▸ **Input data**:

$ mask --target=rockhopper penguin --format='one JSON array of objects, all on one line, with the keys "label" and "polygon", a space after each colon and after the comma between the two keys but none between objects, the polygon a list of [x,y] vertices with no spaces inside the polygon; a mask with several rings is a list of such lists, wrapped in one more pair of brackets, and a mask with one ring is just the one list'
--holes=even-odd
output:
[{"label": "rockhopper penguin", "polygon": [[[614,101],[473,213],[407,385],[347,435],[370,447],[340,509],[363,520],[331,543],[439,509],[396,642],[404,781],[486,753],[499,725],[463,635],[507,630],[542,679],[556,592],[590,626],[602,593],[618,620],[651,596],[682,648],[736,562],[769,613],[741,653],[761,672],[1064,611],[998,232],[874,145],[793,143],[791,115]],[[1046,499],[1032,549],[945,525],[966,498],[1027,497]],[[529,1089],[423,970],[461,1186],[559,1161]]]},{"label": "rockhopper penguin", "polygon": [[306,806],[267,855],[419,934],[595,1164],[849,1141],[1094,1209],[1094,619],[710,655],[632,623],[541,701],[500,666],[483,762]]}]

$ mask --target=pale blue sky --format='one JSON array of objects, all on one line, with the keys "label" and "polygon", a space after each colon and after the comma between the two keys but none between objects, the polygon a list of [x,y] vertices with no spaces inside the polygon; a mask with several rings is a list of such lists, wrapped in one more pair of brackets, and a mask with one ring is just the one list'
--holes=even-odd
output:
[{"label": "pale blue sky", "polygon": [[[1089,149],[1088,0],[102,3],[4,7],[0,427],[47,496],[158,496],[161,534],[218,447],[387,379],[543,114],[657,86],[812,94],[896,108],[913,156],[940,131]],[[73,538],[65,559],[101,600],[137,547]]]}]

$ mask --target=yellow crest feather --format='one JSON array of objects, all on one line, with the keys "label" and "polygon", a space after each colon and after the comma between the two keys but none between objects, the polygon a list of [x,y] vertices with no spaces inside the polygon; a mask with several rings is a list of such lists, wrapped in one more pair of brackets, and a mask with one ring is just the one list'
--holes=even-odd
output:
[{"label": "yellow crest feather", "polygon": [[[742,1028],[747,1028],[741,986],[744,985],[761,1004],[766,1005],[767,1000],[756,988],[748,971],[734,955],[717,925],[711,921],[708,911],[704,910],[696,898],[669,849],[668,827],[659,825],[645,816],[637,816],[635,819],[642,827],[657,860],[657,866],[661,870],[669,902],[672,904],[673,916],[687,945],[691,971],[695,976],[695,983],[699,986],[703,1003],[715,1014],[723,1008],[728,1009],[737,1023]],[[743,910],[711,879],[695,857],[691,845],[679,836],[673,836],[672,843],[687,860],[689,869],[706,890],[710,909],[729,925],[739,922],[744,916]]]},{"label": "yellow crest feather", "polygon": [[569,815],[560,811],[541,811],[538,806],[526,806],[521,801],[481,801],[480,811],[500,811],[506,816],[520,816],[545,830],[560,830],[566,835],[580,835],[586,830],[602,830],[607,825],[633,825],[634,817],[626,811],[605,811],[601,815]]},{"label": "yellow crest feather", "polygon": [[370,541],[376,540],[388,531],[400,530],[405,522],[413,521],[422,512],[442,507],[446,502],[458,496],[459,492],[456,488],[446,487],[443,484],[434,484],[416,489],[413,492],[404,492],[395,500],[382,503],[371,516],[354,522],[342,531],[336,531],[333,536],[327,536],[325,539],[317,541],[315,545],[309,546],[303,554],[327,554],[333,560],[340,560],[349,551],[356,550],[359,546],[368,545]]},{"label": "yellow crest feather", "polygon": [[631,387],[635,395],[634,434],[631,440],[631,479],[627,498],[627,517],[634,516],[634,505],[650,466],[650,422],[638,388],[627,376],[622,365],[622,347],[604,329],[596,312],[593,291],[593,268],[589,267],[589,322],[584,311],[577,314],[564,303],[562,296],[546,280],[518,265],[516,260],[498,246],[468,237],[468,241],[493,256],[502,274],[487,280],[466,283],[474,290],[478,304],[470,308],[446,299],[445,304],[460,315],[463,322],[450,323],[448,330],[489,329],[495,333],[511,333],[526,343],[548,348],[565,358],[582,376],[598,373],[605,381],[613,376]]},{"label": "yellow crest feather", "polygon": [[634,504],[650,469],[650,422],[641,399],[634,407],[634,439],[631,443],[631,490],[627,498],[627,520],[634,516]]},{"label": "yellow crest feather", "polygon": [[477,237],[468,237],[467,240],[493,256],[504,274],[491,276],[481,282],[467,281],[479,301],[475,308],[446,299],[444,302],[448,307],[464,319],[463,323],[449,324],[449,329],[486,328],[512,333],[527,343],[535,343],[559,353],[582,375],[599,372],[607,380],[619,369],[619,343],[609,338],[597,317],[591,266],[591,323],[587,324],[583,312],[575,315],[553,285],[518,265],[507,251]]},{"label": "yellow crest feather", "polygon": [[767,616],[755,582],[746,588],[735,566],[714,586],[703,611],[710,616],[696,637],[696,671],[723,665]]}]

▸ **What to produce**: Every record above needs to be repeated word for word.

▸ **Reply to the exercise**:
$ mask --target=rockhopper penguin --format='one JSON array of objects, all on one line, with the keys "label" and "polygon", a space after each colon and after the comma between the two keys but none between objects, the polygon a list of [x,y] vertices with no spaces inside the polygon; a mask with several rings is a list of such lists, wrapped in one more pair of brackets, and a mask with one ring is just the one list'
--holes=even-odd
output:
[{"label": "rockhopper penguin", "polygon": [[[614,101],[473,213],[407,385],[347,435],[370,447],[340,509],[363,520],[331,543],[439,509],[396,642],[404,781],[486,753],[499,725],[463,635],[507,630],[542,679],[556,592],[590,626],[602,593],[618,620],[651,596],[682,648],[736,562],[769,613],[741,653],[761,672],[1064,611],[998,232],[874,145],[793,143],[791,115]],[[1046,499],[1032,549],[945,525],[966,498],[1027,497]],[[529,1089],[423,970],[461,1186],[559,1161]]]},{"label": "rockhopper penguin", "polygon": [[306,806],[267,855],[419,934],[595,1164],[849,1141],[1094,1209],[1094,619],[710,655],[632,623],[541,701],[500,666],[483,762]]}]

$ mask --target=pale blue sky --format='one JSON array of objects, all on one line, with the keys "label" and "polygon", a space after each colon and after the comma between the two keys but none between objects, the polygon a list of [x,y] vertices with no spaces inside the polygon; a mask with several rings is a list of such lists, wrapped in one more pair of brackets, and a mask with one ring is just the one list'
--holes=even-odd
output:
[{"label": "pale blue sky", "polygon": [[[1089,149],[1088,0],[102,3],[4,7],[0,427],[47,496],[158,496],[161,534],[218,447],[387,379],[543,114],[657,86],[812,94],[896,108],[913,156],[940,131]],[[73,538],[65,559],[101,600],[137,547]]]}]

$ mask --target=yellow crest feather --format='one JSON array of objects, all on one line, with the keys "label" and "polygon", a space after each colon and after the comma between the two keys but none between objects, the polygon a list of [x,y] vertices with no spaces inside the polygon; a mask with several rings is a list of such lists, wrapped in one more pair of brackets, and a mask with one ring is just the one list'
--holes=even-odd
output:
[{"label": "yellow crest feather", "polygon": [[[742,1028],[747,1028],[741,986],[744,985],[761,1004],[766,1005],[767,1000],[756,988],[748,971],[734,955],[717,925],[711,921],[708,911],[704,910],[696,898],[669,849],[668,827],[659,825],[645,816],[637,816],[635,819],[642,827],[657,860],[657,866],[661,870],[669,902],[672,904],[673,916],[687,945],[691,971],[695,976],[695,983],[699,986],[703,1003],[715,1014],[723,1008],[728,1009],[737,1023]],[[743,910],[711,879],[695,857],[691,845],[679,836],[673,836],[672,843],[687,860],[689,869],[706,890],[710,909],[729,925],[739,922],[744,916]]]},{"label": "yellow crest feather", "polygon": [[569,815],[560,811],[541,811],[538,806],[526,806],[521,801],[481,801],[480,811],[500,811],[506,816],[520,816],[545,830],[560,830],[566,835],[580,835],[586,830],[602,830],[607,825],[633,825],[634,817],[626,811],[605,811],[601,815]]},{"label": "yellow crest feather", "polygon": [[370,541],[376,540],[388,531],[400,530],[405,522],[413,521],[422,512],[442,507],[446,502],[458,496],[459,492],[456,488],[446,487],[443,484],[434,484],[416,489],[413,492],[404,492],[395,500],[382,503],[371,516],[354,522],[342,531],[336,531],[333,536],[327,536],[325,539],[317,541],[315,545],[309,546],[303,554],[327,554],[333,560],[340,560],[349,551],[356,550],[359,546],[368,545]]},{"label": "yellow crest feather", "polygon": [[631,387],[635,395],[634,434],[631,440],[631,479],[627,498],[627,517],[634,516],[634,505],[650,466],[650,422],[638,388],[627,376],[622,365],[622,347],[604,329],[596,312],[593,291],[593,268],[589,267],[589,322],[584,311],[577,314],[564,303],[562,296],[546,280],[518,265],[516,260],[498,246],[468,237],[468,241],[493,256],[502,274],[487,280],[466,283],[474,290],[478,304],[470,308],[446,299],[445,304],[460,315],[463,322],[450,323],[448,330],[489,329],[495,333],[511,333],[526,343],[548,348],[565,358],[582,376],[598,373],[605,381],[613,376]]},{"label": "yellow crest feather", "polygon": [[634,504],[650,469],[650,422],[641,399],[634,407],[634,439],[631,443],[631,490],[627,498],[627,520],[634,516]]},{"label": "yellow crest feather", "polygon": [[477,237],[468,237],[467,240],[493,256],[504,274],[491,276],[481,282],[467,281],[479,301],[475,308],[446,299],[444,302],[448,307],[464,319],[463,323],[449,324],[449,329],[486,328],[512,333],[527,343],[535,343],[559,353],[582,375],[599,372],[607,380],[619,369],[619,343],[609,338],[597,317],[591,266],[591,323],[587,324],[583,312],[575,315],[553,285],[518,265],[507,251]]},{"label": "yellow crest feather", "polygon": [[767,616],[755,582],[746,588],[735,566],[714,586],[703,611],[710,616],[696,637],[696,671],[723,665]]}]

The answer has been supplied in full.